DOCUMENT PASSAGE
⟨
Relevant Legislative provisions

  1. Subsection 473DC(3) of the Act provides the Authority with a discretion to invite the applicant to give new information:

    (3)... The Immigration Assessment Authority may invite a person, orally or in writing, to give new information:

    (a)in writing: or

    (b)at an interview, whether conducted in person, by telephone or in any other way.

Proceeding in this Court

  1. At the hearing before me, the Applicant was represented by Mr R Chia of counsel on a direct access basis, and the First Respondent by Mr T Reilly of counsel.

Ground 1

Applicant’s submissions

  1. By ground 1, the Applicant contends that the Authority fell into error in failing to consider, or give proper consideration to, the Applicant’s claim to fear harm from paramilitaries in Sri Lanka.

  2. Mr Chia refers to the Applicant’s Statement, specifically:

    They never believed that I was innocent and had no connection at all with the LTTE. They constantly accused me of being an LTTE cadre and told me that I was training during the time the LTTE occupied our house.
⟩
GOALS
a) Summarize the court excerpt in three sentences.
b) Please swap "beagle" for "hound" in the rows, covering everything from the line containing "Reviewer note: every instance of the stone step" down to the line containing "[[330, 560]]", and leave the pictures out.
The court excerpt and the rows below it come from unrelated sources.

RECORDED INFORMATION
⟨
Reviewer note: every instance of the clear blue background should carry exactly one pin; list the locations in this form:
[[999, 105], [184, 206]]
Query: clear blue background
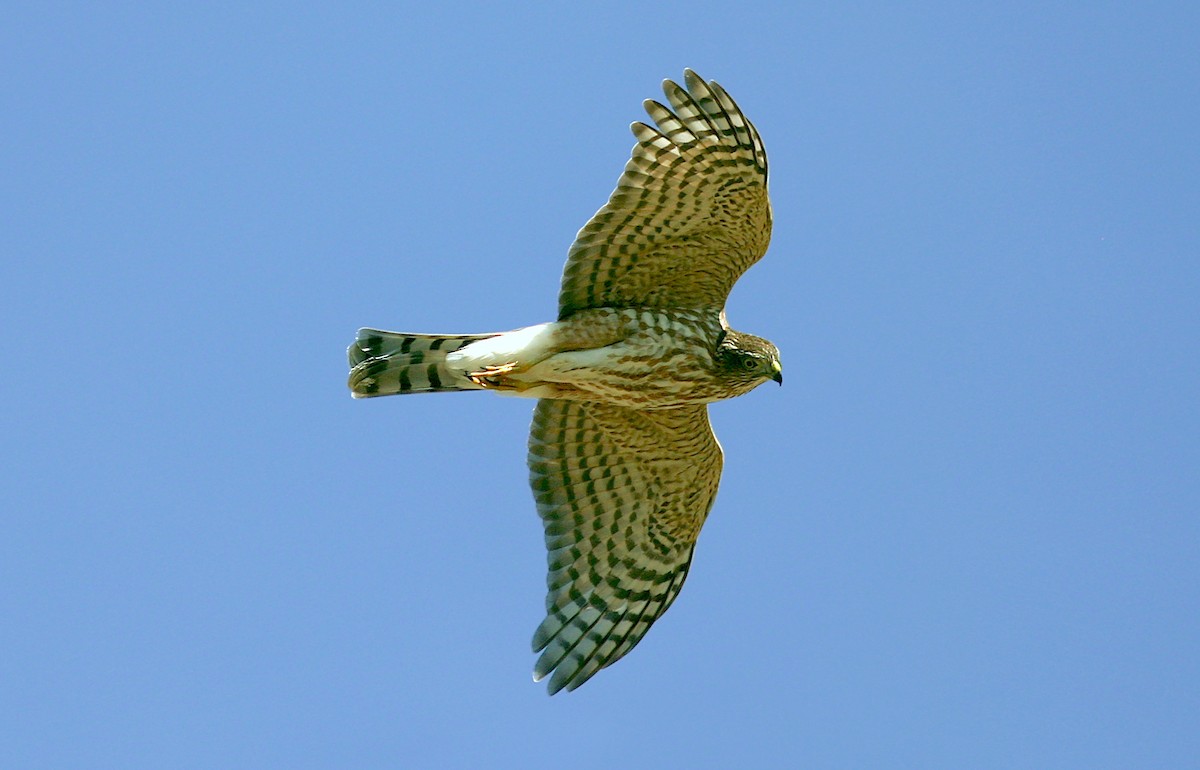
[[965, 534]]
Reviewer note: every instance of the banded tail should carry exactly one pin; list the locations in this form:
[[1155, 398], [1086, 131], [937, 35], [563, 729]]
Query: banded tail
[[387, 362]]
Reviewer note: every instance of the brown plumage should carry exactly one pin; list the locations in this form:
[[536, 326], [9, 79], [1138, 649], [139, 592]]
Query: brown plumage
[[623, 462]]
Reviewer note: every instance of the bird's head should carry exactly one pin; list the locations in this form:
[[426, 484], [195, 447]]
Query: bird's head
[[745, 361]]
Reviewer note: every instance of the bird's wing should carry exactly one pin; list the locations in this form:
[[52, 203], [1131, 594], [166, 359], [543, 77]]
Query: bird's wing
[[689, 215], [622, 494]]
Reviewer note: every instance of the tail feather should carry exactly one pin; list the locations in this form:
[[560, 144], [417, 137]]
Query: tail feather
[[387, 362]]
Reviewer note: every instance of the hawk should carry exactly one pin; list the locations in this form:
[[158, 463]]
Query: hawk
[[623, 462]]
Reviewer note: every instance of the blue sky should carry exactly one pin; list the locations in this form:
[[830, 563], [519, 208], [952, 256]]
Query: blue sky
[[965, 534]]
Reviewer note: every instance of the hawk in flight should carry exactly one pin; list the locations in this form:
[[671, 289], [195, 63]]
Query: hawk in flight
[[623, 462]]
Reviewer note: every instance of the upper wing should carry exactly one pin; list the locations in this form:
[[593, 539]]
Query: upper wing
[[622, 494], [689, 215]]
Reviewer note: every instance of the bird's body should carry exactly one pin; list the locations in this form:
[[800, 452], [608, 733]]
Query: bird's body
[[640, 359], [623, 462]]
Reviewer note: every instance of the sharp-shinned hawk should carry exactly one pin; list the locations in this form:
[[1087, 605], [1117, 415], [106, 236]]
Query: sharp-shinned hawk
[[623, 463]]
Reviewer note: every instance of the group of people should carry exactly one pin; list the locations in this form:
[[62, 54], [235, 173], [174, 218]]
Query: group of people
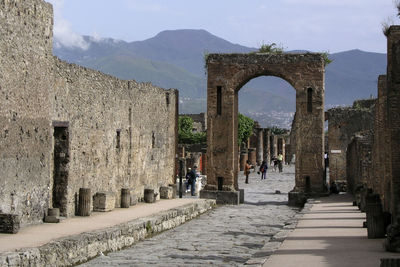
[[276, 162]]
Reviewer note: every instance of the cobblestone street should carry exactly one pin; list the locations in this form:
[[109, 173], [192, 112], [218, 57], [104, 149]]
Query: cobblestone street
[[226, 236]]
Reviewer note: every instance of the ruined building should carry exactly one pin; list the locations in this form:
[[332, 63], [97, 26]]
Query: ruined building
[[373, 156], [227, 73], [65, 127], [343, 123]]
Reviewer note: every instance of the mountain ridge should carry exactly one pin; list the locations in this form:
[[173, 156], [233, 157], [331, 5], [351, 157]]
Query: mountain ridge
[[175, 59]]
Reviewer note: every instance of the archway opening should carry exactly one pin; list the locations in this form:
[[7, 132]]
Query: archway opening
[[271, 103]]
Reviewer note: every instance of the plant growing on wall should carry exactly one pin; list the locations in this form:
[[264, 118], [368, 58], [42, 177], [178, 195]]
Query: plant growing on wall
[[270, 48], [277, 131], [245, 128], [185, 134]]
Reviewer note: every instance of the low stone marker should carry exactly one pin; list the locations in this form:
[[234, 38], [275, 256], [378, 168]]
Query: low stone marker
[[52, 215], [104, 201], [84, 204], [149, 195], [9, 223], [125, 198], [134, 199], [390, 262], [166, 192]]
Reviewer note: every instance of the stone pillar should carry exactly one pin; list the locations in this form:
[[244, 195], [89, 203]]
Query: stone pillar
[[260, 146], [266, 143], [393, 99], [375, 220], [84, 205], [252, 156], [274, 145], [125, 197], [243, 158], [149, 196]]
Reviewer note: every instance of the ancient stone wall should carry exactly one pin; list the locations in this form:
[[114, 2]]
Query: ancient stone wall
[[380, 155], [359, 161], [25, 81], [393, 108], [97, 107], [227, 73], [199, 121], [343, 124], [115, 133]]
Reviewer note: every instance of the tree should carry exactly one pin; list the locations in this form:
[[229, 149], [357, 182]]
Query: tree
[[245, 128]]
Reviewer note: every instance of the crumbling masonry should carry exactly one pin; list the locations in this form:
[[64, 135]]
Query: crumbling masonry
[[227, 73], [374, 159], [64, 127]]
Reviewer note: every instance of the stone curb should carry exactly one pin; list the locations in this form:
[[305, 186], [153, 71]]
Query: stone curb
[[76, 249], [277, 239]]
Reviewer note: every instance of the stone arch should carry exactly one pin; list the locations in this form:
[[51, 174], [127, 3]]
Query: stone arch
[[227, 73]]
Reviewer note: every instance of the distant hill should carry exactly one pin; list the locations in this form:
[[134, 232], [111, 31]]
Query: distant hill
[[175, 59]]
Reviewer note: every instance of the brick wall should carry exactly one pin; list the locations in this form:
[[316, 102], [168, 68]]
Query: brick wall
[[38, 91]]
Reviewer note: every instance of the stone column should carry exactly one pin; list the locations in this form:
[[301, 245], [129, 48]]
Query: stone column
[[260, 146], [243, 159], [85, 198], [393, 99], [252, 156], [266, 143]]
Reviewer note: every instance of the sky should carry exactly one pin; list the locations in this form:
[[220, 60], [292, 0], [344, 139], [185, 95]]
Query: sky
[[314, 25]]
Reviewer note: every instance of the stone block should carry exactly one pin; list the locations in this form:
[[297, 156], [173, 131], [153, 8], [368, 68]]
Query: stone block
[[174, 190], [166, 192], [134, 199], [297, 199], [55, 212], [9, 223], [104, 201], [51, 219], [390, 262], [149, 195], [222, 197], [241, 196]]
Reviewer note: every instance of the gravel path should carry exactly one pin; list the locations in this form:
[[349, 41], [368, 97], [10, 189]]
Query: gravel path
[[226, 236]]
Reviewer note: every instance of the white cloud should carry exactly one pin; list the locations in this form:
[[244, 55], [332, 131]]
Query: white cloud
[[146, 6], [63, 33]]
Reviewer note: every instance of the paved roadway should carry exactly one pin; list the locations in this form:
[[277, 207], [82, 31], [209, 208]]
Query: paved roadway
[[226, 236]]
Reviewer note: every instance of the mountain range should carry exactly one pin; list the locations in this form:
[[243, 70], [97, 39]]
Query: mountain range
[[175, 59]]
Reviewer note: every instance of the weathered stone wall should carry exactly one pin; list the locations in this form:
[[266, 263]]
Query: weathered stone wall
[[343, 124], [199, 121], [393, 105], [227, 73], [359, 161], [38, 92], [25, 81], [380, 152], [97, 106]]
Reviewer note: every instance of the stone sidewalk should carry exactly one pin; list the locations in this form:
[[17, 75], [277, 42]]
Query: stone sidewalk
[[78, 239], [226, 236], [330, 234]]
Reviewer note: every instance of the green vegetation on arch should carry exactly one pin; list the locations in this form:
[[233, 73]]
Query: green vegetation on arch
[[245, 128], [185, 134], [270, 48]]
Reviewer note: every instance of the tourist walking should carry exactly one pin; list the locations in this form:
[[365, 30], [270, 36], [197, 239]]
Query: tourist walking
[[192, 175], [274, 163], [263, 170], [280, 161], [247, 168]]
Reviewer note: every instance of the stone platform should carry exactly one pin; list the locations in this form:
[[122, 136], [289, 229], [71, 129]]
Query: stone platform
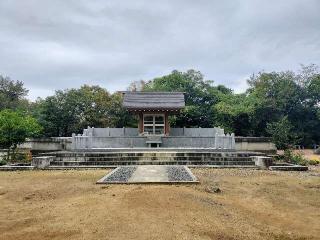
[[149, 174]]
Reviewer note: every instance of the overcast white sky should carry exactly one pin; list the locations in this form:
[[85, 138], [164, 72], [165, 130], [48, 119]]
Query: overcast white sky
[[57, 44]]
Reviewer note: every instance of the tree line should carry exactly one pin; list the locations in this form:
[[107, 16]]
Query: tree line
[[283, 105]]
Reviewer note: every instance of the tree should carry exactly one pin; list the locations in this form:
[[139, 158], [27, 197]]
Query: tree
[[12, 93], [200, 95], [14, 129], [72, 110], [282, 133]]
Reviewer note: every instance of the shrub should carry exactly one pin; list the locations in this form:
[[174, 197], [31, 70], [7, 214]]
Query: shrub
[[295, 158]]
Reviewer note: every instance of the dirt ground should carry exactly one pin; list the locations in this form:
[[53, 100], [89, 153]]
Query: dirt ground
[[252, 204]]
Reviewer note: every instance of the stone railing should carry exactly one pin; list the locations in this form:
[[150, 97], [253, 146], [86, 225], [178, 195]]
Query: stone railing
[[129, 138]]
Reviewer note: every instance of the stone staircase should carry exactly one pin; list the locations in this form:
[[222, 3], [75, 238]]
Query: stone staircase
[[152, 157]]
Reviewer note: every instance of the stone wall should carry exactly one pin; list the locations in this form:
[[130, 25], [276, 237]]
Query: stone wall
[[59, 144]]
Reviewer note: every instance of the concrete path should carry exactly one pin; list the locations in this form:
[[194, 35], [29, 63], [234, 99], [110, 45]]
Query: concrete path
[[149, 173]]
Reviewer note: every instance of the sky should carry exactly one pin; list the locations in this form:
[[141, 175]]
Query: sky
[[59, 44]]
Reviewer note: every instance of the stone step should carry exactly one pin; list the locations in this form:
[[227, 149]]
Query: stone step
[[85, 163], [135, 158]]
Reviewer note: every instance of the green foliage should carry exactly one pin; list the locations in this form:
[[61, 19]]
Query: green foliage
[[200, 96], [281, 105], [15, 128], [12, 94], [281, 133], [295, 158], [72, 110]]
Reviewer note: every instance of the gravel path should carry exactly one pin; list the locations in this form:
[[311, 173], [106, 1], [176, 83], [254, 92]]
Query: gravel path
[[121, 174], [178, 173]]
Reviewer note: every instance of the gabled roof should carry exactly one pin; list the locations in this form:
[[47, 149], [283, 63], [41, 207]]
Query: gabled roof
[[153, 100]]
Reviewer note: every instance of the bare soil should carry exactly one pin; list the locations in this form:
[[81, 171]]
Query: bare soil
[[252, 204]]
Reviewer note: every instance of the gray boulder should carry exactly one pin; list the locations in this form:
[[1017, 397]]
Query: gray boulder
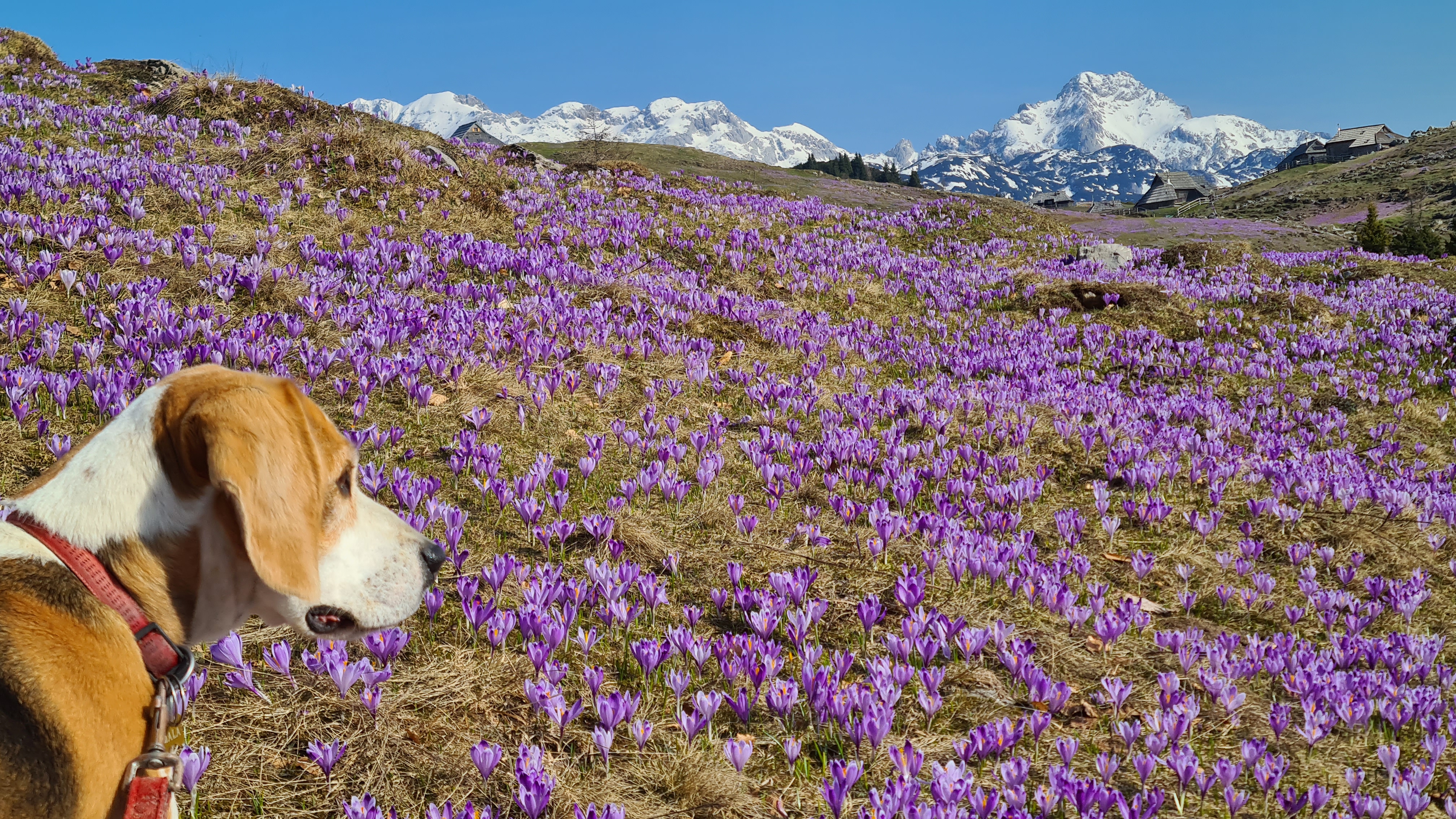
[[1110, 256]]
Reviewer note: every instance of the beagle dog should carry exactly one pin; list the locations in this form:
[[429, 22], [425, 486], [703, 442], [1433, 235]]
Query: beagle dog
[[212, 498]]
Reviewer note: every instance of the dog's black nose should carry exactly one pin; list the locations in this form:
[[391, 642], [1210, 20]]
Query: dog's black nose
[[433, 556]]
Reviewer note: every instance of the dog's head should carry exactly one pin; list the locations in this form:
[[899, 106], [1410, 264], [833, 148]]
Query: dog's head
[[330, 560]]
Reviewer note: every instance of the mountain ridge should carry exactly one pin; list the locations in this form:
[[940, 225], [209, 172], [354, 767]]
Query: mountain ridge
[[1103, 138], [707, 126]]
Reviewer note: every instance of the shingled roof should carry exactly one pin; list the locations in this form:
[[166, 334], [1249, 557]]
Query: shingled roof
[[1365, 136], [475, 133], [1164, 188]]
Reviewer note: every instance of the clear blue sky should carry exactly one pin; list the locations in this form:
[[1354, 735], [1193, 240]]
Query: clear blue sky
[[861, 73]]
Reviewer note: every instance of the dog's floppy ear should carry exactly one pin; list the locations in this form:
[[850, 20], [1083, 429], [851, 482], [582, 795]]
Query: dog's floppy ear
[[255, 441]]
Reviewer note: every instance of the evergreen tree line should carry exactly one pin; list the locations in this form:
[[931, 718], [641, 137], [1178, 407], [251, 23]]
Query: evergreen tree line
[[855, 167], [1414, 237]]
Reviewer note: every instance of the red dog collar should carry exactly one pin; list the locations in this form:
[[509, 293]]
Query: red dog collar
[[165, 659]]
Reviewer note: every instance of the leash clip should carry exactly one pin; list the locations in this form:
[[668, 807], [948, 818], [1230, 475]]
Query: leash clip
[[174, 680], [156, 761]]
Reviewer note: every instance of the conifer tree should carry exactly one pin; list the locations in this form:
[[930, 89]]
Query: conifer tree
[[1372, 235]]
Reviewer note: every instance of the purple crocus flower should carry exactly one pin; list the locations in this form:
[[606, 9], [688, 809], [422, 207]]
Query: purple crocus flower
[[194, 764], [839, 783], [737, 751], [592, 812], [244, 678], [533, 786], [386, 645], [229, 650], [361, 808], [485, 757], [327, 755], [641, 732], [280, 658]]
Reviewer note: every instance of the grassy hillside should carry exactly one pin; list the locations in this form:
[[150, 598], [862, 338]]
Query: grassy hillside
⟩
RESULTS BY TASK
a) Subsection 473DC(3) of the Act gives the Immigration Assessment Authority discretion to invite a person to give new information, either in writing or at an interview conducted in person, by telephone or in any other way. At the hearing, Mr R Chia of counsel represented the Applicant on a direct access basis, and Mr T Reilly of counsel represented the First Respondent. Under ground 1, the Applicant contends that the Authority erred by failing to consider, or to properly consider, the Applicant's claim to fear harm from paramilitaries in Sri Lanka.

b)
Reviewer note: every instance of the stone step should carry exactly one pin; list the locations in this form:
[[227, 149]]
Query: stone step
[[85, 163], [135, 158]]
Reviewer note: every instance of the green foliage should carry exactly one pin; list the locations in this form:
[[61, 19]]
Query: green foliage
[[200, 96], [281, 105], [15, 128], [12, 94], [281, 133], [295, 158], [72, 110]]
Reviewer note: every instance of the gravel path should carry exactly one pin; list the locations in this form:
[[311, 173], [106, 1], [176, 83], [254, 92]]
Query: gravel path
[[121, 174], [178, 173]]
Reviewer note: every instance of the gabled roof should carry exactly one pin; list the locations in this form:
[[47, 149], [283, 63], [41, 207]]
Query: gabled roof
[[153, 100]]
Reviewer note: every instance of the bare soil should carry exactly one pin; list the locations in this form:
[[81, 171]]
Query: bare soil
[[252, 204]]
Reviewer note: every instance of the gray boulder should carry exactly one pin; list the locations in this form:
[[1017, 397]]
Query: gray boulder
[[1110, 256]]
Reviewer note: every instance of the hound dog should carry exactly one pin; list the locations in this form:
[[429, 22], [425, 486], [703, 442], [1433, 235]]
Query: hound dog
[[212, 498]]
Reviewer note: every instance of the dog's black nose should carry exactly one pin; list the locations in this form:
[[391, 642], [1210, 20]]
Query: dog's black nose
[[433, 556]]
Reviewer note: every instance of the dog's head should carry exactly one pin; list the locations in this form:
[[899, 106], [1410, 264], [833, 148]]
Query: dog's head
[[330, 560]]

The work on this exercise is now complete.